## Directions for this task
What is the number of lines in the data that contain "exact"? Respond with nothing else.

## Supplied records
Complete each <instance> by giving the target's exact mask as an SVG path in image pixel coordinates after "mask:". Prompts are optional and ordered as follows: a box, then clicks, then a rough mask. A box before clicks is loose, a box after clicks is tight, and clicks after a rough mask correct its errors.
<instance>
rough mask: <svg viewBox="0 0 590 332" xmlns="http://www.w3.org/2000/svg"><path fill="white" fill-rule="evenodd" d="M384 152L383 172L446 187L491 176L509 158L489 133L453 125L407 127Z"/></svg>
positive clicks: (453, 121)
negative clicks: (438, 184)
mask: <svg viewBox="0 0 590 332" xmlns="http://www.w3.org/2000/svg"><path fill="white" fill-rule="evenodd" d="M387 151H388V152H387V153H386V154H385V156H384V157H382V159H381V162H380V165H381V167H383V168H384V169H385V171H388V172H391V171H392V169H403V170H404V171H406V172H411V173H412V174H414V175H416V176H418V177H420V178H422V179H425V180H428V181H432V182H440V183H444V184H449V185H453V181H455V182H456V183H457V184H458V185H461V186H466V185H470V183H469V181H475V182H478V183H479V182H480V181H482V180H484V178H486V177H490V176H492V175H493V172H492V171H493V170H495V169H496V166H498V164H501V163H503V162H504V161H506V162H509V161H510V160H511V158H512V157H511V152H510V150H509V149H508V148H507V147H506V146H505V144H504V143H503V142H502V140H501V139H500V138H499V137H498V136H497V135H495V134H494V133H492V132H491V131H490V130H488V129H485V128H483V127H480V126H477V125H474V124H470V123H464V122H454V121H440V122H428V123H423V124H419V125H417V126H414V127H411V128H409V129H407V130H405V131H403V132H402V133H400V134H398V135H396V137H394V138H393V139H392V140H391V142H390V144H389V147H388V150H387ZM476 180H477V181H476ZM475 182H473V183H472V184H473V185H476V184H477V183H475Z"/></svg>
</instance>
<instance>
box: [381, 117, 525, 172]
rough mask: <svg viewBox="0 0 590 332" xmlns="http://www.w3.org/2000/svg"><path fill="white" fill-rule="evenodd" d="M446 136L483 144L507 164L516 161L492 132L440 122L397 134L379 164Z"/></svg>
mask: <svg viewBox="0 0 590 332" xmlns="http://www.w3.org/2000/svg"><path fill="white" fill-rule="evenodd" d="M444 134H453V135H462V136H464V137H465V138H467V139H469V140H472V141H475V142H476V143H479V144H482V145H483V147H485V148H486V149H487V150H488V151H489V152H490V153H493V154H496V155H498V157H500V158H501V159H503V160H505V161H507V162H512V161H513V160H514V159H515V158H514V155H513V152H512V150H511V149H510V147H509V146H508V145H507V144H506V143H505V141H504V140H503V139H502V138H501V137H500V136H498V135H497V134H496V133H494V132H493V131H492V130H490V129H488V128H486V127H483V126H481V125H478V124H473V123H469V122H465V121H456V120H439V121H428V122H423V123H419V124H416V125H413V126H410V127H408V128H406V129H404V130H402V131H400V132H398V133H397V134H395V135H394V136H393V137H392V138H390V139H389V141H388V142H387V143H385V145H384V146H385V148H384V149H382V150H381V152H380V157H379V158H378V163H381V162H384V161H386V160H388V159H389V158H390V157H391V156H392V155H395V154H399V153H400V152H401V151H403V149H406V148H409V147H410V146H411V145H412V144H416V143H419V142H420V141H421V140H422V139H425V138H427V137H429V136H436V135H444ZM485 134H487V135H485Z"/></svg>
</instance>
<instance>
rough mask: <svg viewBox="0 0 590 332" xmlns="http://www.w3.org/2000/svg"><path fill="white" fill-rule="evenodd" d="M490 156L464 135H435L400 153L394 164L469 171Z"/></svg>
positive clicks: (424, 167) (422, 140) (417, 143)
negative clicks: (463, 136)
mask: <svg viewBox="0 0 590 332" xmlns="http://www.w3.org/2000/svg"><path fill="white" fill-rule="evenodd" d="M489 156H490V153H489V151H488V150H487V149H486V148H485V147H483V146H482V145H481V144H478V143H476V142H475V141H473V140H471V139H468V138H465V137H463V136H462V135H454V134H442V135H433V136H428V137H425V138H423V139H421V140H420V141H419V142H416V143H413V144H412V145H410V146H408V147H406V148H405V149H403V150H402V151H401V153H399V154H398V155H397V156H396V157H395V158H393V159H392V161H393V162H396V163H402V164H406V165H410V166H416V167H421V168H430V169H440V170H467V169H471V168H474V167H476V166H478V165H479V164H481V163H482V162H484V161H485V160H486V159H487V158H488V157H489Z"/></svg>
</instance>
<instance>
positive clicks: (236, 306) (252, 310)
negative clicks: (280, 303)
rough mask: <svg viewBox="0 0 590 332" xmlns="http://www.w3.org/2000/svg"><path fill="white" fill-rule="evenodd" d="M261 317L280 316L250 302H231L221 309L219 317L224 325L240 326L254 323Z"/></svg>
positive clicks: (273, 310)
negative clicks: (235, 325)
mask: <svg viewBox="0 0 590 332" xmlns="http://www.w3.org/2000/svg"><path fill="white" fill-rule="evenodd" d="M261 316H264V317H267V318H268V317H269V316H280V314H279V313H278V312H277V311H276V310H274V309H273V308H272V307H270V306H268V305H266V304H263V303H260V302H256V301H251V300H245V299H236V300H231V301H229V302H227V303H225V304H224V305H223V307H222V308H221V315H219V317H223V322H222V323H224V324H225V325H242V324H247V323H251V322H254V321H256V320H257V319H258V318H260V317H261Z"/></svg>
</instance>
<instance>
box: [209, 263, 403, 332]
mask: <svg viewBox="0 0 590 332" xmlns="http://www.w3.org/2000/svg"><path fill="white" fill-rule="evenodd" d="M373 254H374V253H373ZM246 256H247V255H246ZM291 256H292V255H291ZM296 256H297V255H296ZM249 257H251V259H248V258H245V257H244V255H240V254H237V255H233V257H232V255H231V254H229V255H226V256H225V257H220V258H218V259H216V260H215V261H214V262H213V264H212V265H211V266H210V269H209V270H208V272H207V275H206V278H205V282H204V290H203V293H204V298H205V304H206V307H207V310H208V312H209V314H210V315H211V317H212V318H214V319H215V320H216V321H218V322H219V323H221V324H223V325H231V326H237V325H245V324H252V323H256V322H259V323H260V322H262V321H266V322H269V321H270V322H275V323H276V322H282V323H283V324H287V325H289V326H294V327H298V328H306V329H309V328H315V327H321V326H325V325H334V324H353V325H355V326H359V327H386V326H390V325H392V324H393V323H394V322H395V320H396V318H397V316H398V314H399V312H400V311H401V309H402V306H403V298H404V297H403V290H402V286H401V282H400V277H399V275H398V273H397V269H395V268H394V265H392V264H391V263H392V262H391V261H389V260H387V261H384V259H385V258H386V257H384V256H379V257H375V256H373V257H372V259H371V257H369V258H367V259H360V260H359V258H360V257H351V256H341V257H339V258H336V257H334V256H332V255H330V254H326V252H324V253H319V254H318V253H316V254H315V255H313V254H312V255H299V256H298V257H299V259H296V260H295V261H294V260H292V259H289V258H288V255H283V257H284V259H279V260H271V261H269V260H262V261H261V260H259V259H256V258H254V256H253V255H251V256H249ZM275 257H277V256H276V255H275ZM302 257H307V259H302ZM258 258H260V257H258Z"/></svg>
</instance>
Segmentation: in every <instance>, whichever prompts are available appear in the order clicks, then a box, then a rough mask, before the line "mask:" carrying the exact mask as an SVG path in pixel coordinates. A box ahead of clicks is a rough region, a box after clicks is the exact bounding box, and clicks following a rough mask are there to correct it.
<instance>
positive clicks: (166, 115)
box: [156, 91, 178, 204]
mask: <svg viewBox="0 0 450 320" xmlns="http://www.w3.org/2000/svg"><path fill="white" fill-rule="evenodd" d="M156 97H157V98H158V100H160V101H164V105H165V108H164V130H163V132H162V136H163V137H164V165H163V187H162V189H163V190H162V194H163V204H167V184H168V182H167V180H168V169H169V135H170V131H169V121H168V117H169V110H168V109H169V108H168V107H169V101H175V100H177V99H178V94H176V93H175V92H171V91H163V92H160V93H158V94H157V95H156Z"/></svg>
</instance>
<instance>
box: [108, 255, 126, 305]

## Answer for the task
2